RECORDS TO PROCESS ▸
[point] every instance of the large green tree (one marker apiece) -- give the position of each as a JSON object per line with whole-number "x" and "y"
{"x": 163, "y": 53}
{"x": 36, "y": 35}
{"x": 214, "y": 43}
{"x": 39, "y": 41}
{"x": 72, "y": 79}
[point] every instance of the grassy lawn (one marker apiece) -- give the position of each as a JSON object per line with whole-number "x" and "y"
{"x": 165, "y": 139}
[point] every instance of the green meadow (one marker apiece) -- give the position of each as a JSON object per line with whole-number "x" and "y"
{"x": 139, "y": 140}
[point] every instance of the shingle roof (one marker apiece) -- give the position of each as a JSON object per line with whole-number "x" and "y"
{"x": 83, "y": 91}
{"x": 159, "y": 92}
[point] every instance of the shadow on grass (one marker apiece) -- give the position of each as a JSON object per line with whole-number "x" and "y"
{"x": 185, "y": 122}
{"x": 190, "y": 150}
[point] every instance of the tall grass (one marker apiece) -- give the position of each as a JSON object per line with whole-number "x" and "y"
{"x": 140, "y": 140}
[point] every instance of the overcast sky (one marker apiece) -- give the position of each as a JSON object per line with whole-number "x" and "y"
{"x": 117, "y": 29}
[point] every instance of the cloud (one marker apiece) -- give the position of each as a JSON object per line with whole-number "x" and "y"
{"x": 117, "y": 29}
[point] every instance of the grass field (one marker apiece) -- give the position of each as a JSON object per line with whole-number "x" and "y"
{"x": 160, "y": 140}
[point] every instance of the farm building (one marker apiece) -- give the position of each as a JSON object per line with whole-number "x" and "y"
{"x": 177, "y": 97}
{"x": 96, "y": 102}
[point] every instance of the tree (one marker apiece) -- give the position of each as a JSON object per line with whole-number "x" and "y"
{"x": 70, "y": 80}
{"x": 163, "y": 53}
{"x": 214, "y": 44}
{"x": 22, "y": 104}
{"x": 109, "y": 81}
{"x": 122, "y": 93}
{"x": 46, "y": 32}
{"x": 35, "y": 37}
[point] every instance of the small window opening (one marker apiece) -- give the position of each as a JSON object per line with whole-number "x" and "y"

TASK INSTRUCTIONS ▸ Please rescale the part that opens with the line containing "[point] every instance of the tall" and closes at the end of the records, both ends included, by writing out only those lines, requests too. Multiply every x and y coordinate in the answers by 2.4 and round to whole numbers, with halves going up.

ANSWER FOR THIS EXERCISE ▸
[point] every instance of the tall grass (one marker apiece) -- give the position of each as a JSON object per line with whole-number "x" and "y"
{"x": 336, "y": 336}
[point] every instance of the overcast sky (one marker apiece) -- give the position of each as a JSON object per line with whole-number "x" and "y"
{"x": 281, "y": 70}
[point] every instance of the cloud (one marker apiece) -- give the position of each as a JSON object per line with whole-number "x" and "y"
{"x": 281, "y": 70}
[point] every instance of the grass field (one marker apiece) -- give the position of each as a JSON object per line with whole-number "x" and "y"
{"x": 384, "y": 336}
[point] every instance of the farm building (one marker apiece) -- give the position of each as a JSON object per line with whole-number "x" and "y"
{"x": 425, "y": 233}
{"x": 230, "y": 245}
[point] every instance of the tree (one marker apiece) -- give the position of each as a JSON object per line with whole-number "x" and "y"
{"x": 168, "y": 192}
{"x": 391, "y": 127}
{"x": 514, "y": 106}
{"x": 53, "y": 250}
{"x": 262, "y": 194}
{"x": 293, "y": 223}
{"x": 110, "y": 77}
{"x": 84, "y": 89}
[point] every instance of the small window opening (one marker apiece) -- give the position of each as a JSON object per line with whole-number "x" and "y"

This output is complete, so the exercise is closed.